- [Source document]:
# # # #

When domain experts engage with AI systems, we witness something akin to controlled fusion—human and machine intelligence combining to create energy states impossible in either system alone. These interactions aren't just "data collection"; they're active cognitive reactions, generating entirely new thought patterns that never existed before. Each conversation produces high-energy intellectual particles that can fuel further reactions.

Code itself—the instructions that power our digital world—represents cognitive energy in its most concentrated form. Each algorithm encapsulates human thought processes distilled into pure logical patterns. AI models take this even further, compressing billions of cognitive traces into systems that can regenerate similar patterns on demand. These aren't just "tools"; they're cognitive nuclear plants, capable of producing intellectual energy far beyond their original inputs.

Chain Reactions of Intelligence

In unrefined nuclear material, many potential reactions fizzle out immediately. Similarly, without proper frameworks, much human cognitive energy dissipates unused. The endless diversity of expression—different languages, terminologies, and formats—creates intellectual noise that prevents sustained chain reactions.

Creating standardized containers for knowledge is like designing proper fuel rods—ensuring that cognitive energy remains concentrated enough to sustain ongoing reactions. This isn't about restricting creativity; it's about channeling it precisely enough to maintain critical mass.

# # # #

- [Required action]:
Reproduce the passage on cognitive energy word for word, from "Chain Reactions of" up to and including "sustained chain reactions.".

(Point-per-instance localization data)
# # # #

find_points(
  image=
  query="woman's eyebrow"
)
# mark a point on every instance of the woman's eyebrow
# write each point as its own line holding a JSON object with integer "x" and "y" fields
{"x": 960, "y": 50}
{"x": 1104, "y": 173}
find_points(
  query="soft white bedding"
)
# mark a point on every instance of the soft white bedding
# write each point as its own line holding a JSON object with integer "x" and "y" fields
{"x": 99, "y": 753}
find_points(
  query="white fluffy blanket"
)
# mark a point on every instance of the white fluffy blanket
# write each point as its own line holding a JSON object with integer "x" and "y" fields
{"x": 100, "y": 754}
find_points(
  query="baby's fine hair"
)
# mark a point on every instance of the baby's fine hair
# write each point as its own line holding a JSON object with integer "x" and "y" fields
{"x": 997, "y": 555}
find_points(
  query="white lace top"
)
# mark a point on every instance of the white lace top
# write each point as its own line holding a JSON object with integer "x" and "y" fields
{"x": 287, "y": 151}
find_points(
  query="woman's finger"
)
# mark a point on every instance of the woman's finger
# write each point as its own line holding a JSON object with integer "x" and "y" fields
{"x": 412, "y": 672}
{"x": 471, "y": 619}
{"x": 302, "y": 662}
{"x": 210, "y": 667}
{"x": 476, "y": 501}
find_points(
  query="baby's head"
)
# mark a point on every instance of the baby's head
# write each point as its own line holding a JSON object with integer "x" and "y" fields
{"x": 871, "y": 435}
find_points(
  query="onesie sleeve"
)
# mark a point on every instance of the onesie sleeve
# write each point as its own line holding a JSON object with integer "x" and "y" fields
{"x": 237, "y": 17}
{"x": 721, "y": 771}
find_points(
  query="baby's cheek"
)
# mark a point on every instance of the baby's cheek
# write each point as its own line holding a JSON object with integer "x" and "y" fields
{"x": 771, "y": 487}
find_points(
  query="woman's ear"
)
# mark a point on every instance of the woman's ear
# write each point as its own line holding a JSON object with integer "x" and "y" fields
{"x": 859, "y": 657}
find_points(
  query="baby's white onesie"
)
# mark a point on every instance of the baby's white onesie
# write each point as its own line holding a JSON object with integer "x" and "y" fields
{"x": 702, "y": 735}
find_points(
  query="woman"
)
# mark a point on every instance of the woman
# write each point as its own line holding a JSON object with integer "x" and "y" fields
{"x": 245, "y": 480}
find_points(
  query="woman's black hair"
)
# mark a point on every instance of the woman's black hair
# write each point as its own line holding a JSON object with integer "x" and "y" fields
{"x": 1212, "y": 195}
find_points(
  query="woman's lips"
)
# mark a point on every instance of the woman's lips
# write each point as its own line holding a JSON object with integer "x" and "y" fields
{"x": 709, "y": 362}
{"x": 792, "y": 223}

# # # #

- [Task result]:
Chain Reactions of Intelligence

In unrefined nuclear material, many potential reactions fizzle out immediately. Similarly, without proper frameworks, much human cognitive energy dissipates unused. The endless diversity of expression—different languages, terminologies, and formats—creates intellectual noise that prevents sustained chain reactions.